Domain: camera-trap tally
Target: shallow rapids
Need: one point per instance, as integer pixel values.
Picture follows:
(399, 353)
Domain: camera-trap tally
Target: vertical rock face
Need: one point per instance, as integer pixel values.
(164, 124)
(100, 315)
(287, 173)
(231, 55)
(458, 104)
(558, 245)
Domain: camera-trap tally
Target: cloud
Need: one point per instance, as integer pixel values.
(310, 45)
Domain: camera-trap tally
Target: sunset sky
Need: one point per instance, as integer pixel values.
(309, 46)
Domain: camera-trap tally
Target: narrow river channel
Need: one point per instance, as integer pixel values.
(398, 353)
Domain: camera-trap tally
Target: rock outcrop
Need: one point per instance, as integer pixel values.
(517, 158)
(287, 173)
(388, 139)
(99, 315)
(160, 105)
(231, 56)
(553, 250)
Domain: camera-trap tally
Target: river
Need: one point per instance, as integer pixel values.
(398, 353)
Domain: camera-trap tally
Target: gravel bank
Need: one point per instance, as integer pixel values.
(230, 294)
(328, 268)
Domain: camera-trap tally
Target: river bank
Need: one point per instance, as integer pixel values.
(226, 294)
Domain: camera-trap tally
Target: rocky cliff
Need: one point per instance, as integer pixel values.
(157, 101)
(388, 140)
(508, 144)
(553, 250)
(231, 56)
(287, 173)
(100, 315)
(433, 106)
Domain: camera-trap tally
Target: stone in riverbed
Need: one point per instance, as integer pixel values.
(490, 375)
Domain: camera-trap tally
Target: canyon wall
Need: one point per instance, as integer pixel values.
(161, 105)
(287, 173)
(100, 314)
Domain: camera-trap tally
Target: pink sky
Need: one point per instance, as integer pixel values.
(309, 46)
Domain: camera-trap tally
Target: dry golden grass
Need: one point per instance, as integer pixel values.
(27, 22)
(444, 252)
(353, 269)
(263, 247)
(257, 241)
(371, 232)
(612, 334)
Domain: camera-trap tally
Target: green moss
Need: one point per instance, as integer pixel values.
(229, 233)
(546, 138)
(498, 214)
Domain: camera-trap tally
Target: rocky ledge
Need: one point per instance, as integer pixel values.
-----
*Given instruction*: Transcribe the entire listing above precisely.

*Response to this exercise*:
Domain: camera-trap tally
Target: shallow rapids
Need: one point per instance, as integer pixel values.
Picture follows:
(399, 353)
Domain: camera-trap tally
Target: vertical rock face
Need: one point per instance, as integer pixel values.
(164, 124)
(100, 315)
(287, 173)
(231, 55)
(458, 104)
(558, 245)
Domain: camera-trap tally
Target: cloud
Need: one point per instance, as integer pixel values.
(310, 45)
Domain: camera-trap tally
Target: sunset sky
Need: one point per instance, as integer pixel values.
(309, 46)
Domain: camera-trap tally
Target: narrow river channel
Need: one point per instance, as integer pixel values.
(398, 353)
Domain: camera-trap tally
Target: rock outcrop
Need: one point per instance, as integer pixel values.
(517, 158)
(287, 173)
(388, 139)
(99, 315)
(160, 105)
(231, 56)
(553, 250)
Domain: camera-trap tally
Target: river
Need: one point per instance, as integer pixel values.
(398, 353)
Domain: camera-trap tally
Target: gravel bank
Need: one point per instance, as integer pixel values.
(230, 294)
(328, 268)
Domain: camera-trap tally
Target: river bank
Need: one point per instance, as integer pixel values.
(226, 294)
Domain: camera-trap tally
Target: rocky cliff
Need: one point per instance, as integer pixel values.
(157, 101)
(388, 140)
(508, 144)
(553, 250)
(231, 56)
(287, 173)
(100, 315)
(433, 106)
Domain: camera-trap tally
Target: stone in riverbed
Need: one point per instance, as integer pixel values.
(490, 375)
Domain: camera-trap tally
Target: canyon wall
Need: one point per instance, as integer pixel values.
(161, 105)
(287, 173)
(100, 314)
Domain: camera-trap tally
Target: pink sky
Need: one point per instance, as integer pixel values.
(309, 46)
Domain: camera-trap tally
Target: dry golden grass
Need: one point per instance, as integer pixel values.
(27, 22)
(444, 252)
(353, 269)
(263, 247)
(257, 241)
(371, 232)
(612, 334)
Domain: camera-trap tally
Target: green moss
Need: one point per instance, as integer pixel values.
(229, 233)
(546, 138)
(498, 214)
Domain: camera-trap tally
Target: rocky ledge
Need: one point per instance, as integer pixel values.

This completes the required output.